__WORK ITEM__
Set down, exactly and with nothing added, the lines running from the one that holds "the snow surface." to the final line of the records. Pictures stay out of the copy.

*** Opening of GIVEN RECORDS ***

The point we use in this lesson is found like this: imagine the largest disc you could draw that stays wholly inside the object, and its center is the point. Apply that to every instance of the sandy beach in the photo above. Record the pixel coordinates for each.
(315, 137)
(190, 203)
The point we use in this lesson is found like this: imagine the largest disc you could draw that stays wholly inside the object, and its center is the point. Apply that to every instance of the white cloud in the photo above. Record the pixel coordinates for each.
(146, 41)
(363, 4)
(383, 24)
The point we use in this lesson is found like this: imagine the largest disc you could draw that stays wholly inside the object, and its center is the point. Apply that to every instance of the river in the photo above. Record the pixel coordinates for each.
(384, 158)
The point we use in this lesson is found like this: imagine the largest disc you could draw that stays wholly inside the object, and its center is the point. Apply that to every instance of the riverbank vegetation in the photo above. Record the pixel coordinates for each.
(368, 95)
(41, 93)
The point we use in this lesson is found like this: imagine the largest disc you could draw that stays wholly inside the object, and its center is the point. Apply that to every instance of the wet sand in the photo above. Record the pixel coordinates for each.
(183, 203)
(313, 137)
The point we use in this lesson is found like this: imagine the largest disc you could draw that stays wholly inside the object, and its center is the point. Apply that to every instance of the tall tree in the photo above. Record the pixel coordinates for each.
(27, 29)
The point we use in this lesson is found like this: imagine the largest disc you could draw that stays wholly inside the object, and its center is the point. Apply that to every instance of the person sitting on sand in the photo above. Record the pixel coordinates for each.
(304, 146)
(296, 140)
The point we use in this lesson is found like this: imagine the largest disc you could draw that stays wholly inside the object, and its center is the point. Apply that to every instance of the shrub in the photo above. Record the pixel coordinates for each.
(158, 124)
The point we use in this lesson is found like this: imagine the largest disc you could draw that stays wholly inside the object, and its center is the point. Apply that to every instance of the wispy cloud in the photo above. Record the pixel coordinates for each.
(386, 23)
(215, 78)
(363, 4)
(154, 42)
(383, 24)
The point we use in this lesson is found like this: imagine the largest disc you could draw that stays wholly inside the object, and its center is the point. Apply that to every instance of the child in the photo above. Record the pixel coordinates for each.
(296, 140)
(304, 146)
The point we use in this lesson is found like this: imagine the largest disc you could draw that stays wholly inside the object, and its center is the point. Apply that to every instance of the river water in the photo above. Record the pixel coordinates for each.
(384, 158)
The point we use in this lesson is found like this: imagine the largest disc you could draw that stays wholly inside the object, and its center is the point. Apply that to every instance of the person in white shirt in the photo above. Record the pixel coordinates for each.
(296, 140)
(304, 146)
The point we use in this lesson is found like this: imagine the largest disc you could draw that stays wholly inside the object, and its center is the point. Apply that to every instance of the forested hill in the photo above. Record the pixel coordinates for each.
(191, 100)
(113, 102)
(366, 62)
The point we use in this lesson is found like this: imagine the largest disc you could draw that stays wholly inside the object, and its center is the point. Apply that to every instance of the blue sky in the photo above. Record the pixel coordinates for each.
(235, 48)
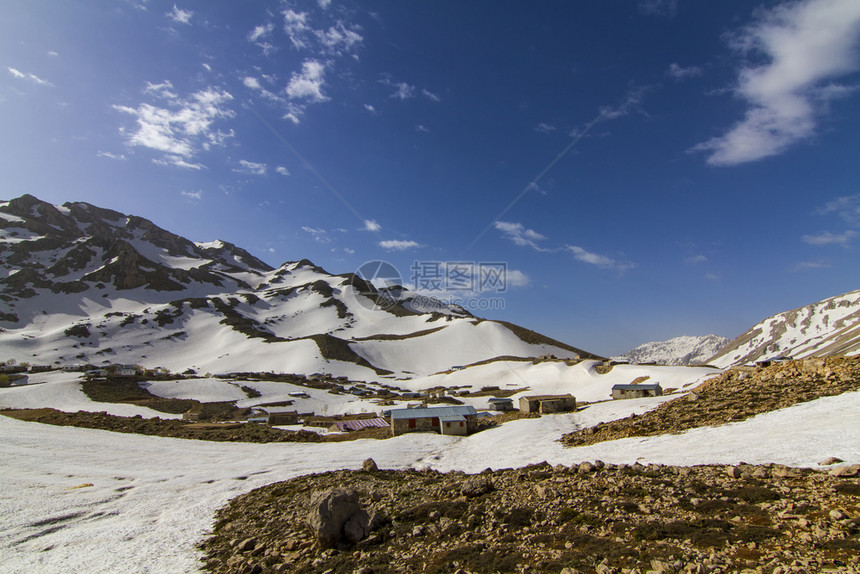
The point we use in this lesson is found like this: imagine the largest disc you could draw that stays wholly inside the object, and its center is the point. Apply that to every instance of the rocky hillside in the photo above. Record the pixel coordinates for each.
(735, 395)
(86, 285)
(591, 517)
(829, 327)
(685, 350)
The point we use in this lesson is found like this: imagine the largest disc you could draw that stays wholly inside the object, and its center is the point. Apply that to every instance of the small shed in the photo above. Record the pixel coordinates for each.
(430, 420)
(454, 425)
(501, 404)
(547, 404)
(358, 424)
(631, 391)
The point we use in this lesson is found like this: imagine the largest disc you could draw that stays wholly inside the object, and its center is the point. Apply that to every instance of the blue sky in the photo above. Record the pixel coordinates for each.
(643, 169)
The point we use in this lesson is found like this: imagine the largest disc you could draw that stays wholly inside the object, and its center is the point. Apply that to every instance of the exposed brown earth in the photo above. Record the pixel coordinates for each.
(587, 518)
(735, 395)
(168, 428)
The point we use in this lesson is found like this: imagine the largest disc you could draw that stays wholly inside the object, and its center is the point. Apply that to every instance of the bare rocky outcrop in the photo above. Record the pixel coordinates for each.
(735, 395)
(598, 517)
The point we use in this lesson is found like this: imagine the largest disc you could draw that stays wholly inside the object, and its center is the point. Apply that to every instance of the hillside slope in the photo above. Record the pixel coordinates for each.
(823, 329)
(82, 284)
(686, 350)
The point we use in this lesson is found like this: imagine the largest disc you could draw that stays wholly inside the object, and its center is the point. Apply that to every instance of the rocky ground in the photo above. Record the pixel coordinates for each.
(735, 395)
(159, 427)
(588, 518)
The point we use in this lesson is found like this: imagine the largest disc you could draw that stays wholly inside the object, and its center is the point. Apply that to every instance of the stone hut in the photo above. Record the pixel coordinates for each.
(630, 391)
(444, 420)
(546, 404)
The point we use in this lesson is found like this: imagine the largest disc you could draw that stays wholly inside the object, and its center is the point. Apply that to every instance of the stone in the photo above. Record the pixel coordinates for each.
(846, 471)
(336, 517)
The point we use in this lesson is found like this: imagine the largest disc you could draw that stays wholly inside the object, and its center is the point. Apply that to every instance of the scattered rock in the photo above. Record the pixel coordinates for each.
(336, 518)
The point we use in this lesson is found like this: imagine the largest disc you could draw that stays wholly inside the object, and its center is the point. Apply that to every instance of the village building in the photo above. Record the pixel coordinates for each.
(273, 416)
(546, 404)
(504, 404)
(637, 391)
(357, 424)
(460, 420)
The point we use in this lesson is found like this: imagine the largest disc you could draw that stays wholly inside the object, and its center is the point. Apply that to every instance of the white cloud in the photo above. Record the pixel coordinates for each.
(804, 43)
(162, 90)
(339, 39)
(810, 265)
(180, 16)
(520, 235)
(514, 278)
(371, 225)
(319, 235)
(403, 91)
(398, 245)
(846, 207)
(251, 82)
(681, 73)
(251, 168)
(180, 130)
(27, 76)
(308, 84)
(631, 102)
(260, 32)
(828, 238)
(603, 261)
(109, 155)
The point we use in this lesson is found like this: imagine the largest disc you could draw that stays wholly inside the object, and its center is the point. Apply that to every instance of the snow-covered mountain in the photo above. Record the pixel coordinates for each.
(82, 284)
(829, 327)
(686, 350)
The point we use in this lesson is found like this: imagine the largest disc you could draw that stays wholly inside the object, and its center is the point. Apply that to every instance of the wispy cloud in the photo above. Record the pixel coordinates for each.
(603, 261)
(398, 245)
(802, 44)
(371, 225)
(810, 266)
(680, 73)
(828, 238)
(109, 155)
(250, 168)
(27, 76)
(319, 235)
(260, 32)
(180, 16)
(520, 235)
(183, 128)
(846, 207)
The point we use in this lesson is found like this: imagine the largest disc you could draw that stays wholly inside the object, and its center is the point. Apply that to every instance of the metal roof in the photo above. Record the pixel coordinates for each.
(433, 412)
(360, 424)
(644, 386)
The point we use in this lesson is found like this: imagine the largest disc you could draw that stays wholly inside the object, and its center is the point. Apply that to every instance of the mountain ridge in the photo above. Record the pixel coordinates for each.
(80, 283)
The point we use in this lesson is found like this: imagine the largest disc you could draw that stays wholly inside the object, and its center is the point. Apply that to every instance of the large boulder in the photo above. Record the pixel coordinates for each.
(336, 518)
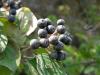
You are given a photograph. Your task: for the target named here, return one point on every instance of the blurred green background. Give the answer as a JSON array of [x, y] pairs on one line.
[[80, 15]]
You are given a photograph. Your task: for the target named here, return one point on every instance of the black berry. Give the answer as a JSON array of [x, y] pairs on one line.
[[11, 18], [1, 4], [44, 43], [59, 46], [58, 55], [50, 29], [48, 21], [60, 22], [11, 4], [53, 39], [61, 29], [65, 39], [42, 33], [34, 43], [12, 12]]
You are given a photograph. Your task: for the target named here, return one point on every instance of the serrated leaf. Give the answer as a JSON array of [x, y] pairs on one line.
[[5, 71], [28, 21], [3, 42], [45, 66], [9, 58]]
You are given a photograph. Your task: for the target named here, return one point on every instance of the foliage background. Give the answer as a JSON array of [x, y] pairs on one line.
[[82, 20]]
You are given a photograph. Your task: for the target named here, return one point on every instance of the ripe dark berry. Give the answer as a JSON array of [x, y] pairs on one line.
[[11, 18], [60, 22], [41, 23], [59, 46], [61, 29], [53, 39], [58, 55], [48, 21], [50, 29], [65, 39], [42, 33], [12, 12], [44, 43], [34, 44]]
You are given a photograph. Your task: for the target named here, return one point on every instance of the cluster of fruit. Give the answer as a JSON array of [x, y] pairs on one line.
[[13, 6], [51, 36]]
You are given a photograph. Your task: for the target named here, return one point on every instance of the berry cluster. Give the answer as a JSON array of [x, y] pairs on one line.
[[13, 5], [51, 36]]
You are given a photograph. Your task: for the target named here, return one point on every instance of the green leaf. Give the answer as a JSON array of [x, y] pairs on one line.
[[28, 21], [5, 71], [10, 58], [46, 66], [3, 42]]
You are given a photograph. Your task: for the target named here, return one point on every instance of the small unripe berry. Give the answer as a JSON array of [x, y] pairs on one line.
[[53, 39], [12, 12], [42, 33], [41, 23], [58, 55], [50, 29], [44, 43], [48, 21], [65, 39], [34, 44], [59, 46], [11, 18], [61, 29], [60, 22]]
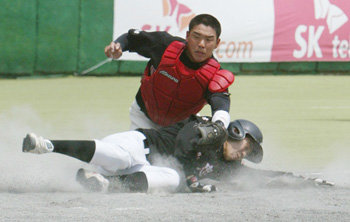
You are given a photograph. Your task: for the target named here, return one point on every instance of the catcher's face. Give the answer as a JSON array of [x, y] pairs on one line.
[[236, 149], [201, 42]]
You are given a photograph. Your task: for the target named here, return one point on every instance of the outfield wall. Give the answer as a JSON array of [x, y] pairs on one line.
[[47, 37]]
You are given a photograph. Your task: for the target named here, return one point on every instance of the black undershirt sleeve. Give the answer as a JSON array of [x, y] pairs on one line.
[[123, 41], [83, 150]]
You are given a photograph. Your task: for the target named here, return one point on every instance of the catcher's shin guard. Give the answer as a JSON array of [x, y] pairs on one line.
[[36, 144]]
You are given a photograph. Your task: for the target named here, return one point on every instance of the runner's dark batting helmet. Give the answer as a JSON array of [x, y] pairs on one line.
[[238, 129]]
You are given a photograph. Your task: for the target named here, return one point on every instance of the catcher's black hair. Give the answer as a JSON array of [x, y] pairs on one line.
[[207, 20]]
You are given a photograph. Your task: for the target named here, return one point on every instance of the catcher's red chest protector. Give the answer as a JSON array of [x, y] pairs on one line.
[[174, 92]]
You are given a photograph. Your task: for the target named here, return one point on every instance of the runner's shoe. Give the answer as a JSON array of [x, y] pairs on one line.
[[92, 181], [36, 144]]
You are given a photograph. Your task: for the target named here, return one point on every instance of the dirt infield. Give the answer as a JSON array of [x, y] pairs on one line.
[[305, 121]]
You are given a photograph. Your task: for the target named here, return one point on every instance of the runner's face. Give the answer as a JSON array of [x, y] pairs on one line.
[[201, 42], [236, 150]]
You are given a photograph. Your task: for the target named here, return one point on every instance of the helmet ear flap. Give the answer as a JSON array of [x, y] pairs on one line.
[[236, 131]]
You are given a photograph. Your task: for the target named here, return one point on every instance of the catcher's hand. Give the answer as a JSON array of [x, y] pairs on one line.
[[211, 133], [196, 187]]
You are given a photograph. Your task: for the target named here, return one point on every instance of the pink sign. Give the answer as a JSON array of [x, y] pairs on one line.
[[311, 30]]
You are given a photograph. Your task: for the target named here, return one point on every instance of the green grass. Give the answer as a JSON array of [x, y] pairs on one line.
[[305, 119]]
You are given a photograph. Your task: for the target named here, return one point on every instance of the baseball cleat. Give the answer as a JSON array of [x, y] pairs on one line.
[[36, 144], [92, 181]]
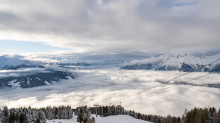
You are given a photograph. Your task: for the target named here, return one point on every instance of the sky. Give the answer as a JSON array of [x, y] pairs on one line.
[[109, 26]]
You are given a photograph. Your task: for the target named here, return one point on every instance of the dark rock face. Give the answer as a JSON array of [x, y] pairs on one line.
[[34, 80]]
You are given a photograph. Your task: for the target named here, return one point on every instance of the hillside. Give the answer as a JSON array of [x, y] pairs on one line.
[[185, 63], [109, 119]]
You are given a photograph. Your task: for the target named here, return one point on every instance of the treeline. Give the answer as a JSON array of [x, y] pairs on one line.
[[197, 115], [84, 115], [202, 115], [36, 115]]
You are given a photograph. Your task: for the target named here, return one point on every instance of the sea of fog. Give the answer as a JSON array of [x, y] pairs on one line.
[[105, 85]]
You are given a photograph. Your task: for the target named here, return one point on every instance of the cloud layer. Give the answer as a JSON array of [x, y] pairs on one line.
[[106, 86], [114, 26]]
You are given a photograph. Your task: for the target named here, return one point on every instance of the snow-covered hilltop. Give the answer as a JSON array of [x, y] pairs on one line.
[[13, 62], [185, 63], [18, 73]]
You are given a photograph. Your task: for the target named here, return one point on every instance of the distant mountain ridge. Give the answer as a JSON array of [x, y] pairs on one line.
[[44, 76], [13, 63], [185, 63]]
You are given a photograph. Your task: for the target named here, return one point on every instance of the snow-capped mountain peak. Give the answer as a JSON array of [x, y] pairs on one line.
[[178, 62], [14, 62]]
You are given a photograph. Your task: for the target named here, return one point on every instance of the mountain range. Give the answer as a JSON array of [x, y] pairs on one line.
[[185, 63], [11, 68]]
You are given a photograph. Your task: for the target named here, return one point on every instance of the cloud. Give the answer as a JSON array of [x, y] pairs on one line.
[[106, 86], [114, 26], [27, 71]]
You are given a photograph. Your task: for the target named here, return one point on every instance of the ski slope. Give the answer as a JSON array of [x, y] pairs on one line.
[[109, 119]]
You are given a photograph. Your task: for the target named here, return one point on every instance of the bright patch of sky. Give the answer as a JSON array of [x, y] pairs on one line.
[[24, 46], [186, 4]]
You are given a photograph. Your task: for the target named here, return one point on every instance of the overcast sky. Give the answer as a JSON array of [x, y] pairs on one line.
[[110, 26]]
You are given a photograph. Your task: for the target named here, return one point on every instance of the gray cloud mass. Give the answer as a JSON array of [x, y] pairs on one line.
[[114, 26]]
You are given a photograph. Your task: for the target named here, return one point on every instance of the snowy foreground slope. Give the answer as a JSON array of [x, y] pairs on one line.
[[185, 63], [109, 119]]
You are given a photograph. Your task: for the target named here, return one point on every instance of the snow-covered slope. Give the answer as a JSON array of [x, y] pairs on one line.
[[12, 63], [186, 63], [18, 73], [109, 119]]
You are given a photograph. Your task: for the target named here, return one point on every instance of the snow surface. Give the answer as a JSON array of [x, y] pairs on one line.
[[109, 119], [12, 61], [177, 60]]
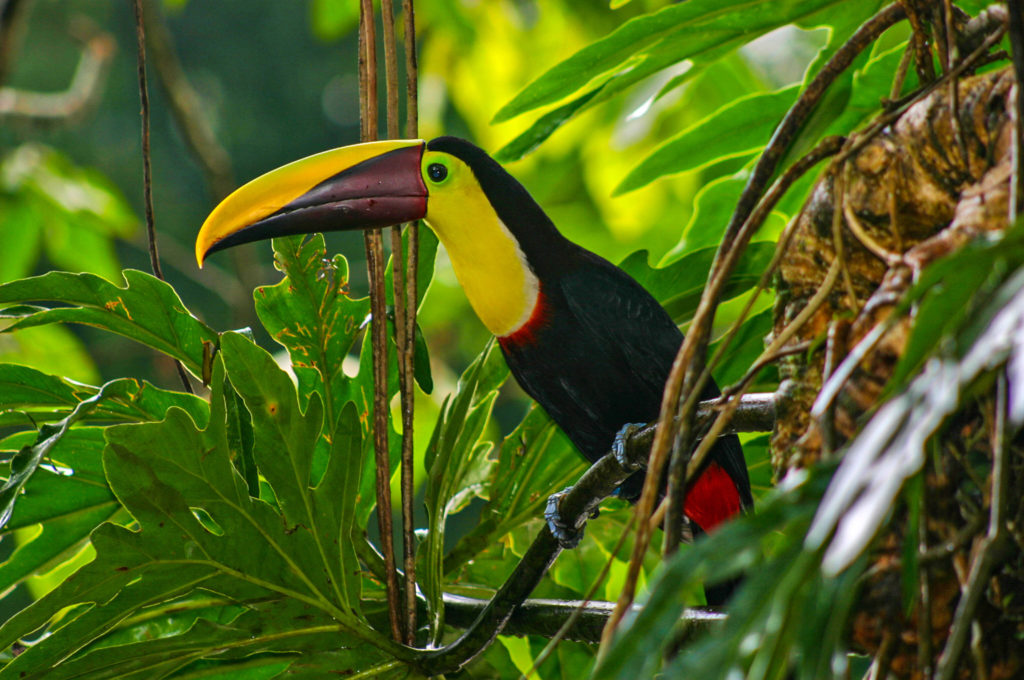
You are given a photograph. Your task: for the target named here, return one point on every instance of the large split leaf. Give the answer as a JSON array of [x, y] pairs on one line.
[[26, 390], [145, 309], [458, 464], [283, 564]]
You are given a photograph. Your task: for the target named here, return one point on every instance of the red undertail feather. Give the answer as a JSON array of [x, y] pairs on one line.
[[713, 499]]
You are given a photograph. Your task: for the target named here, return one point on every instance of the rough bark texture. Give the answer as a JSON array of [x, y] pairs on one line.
[[920, 189]]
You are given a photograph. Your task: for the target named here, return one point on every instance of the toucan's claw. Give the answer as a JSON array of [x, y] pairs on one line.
[[619, 445], [568, 537]]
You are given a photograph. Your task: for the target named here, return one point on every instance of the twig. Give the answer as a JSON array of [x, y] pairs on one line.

*** Close of GIVEN RECORDS ***

__TASK SOLUTION__
You are given a photograph. Your task: for the target named here, return one point on every instance of the snow surface. Give the answer as a JSON array of [x, y] pairs on one line.
[[109, 119], [12, 61], [177, 60]]
You are given a photograph. Your task: for the target named here, return one point on every instance of the large split leaf. Give the answer as a JSON array of [x, y] pairs on one line.
[[26, 390], [145, 309], [458, 464], [283, 564]]
You are given a photograph. Your task: for the target named here, return one point on every instance of the red undertail feather. Give the answer as a JSON array of [x, y] pairs on one line.
[[713, 499]]
You are given a photograph. Your task: for the target named here, return one point on every instance of the rough bark texture. Give the answer as a JSON array of [x, y] pairs on one line.
[[920, 189]]
You are given a photograph. Your task: for the target named here, return one point on every instance of the toucan's claw. Give the answer as a JSON array of [x, y] pairs on one line.
[[619, 445], [568, 537]]
You are given a photograph. Your task: for the target named here, return one point on every instance of the twig. Give the answer as a JSON array of [x, y] pairs on one line.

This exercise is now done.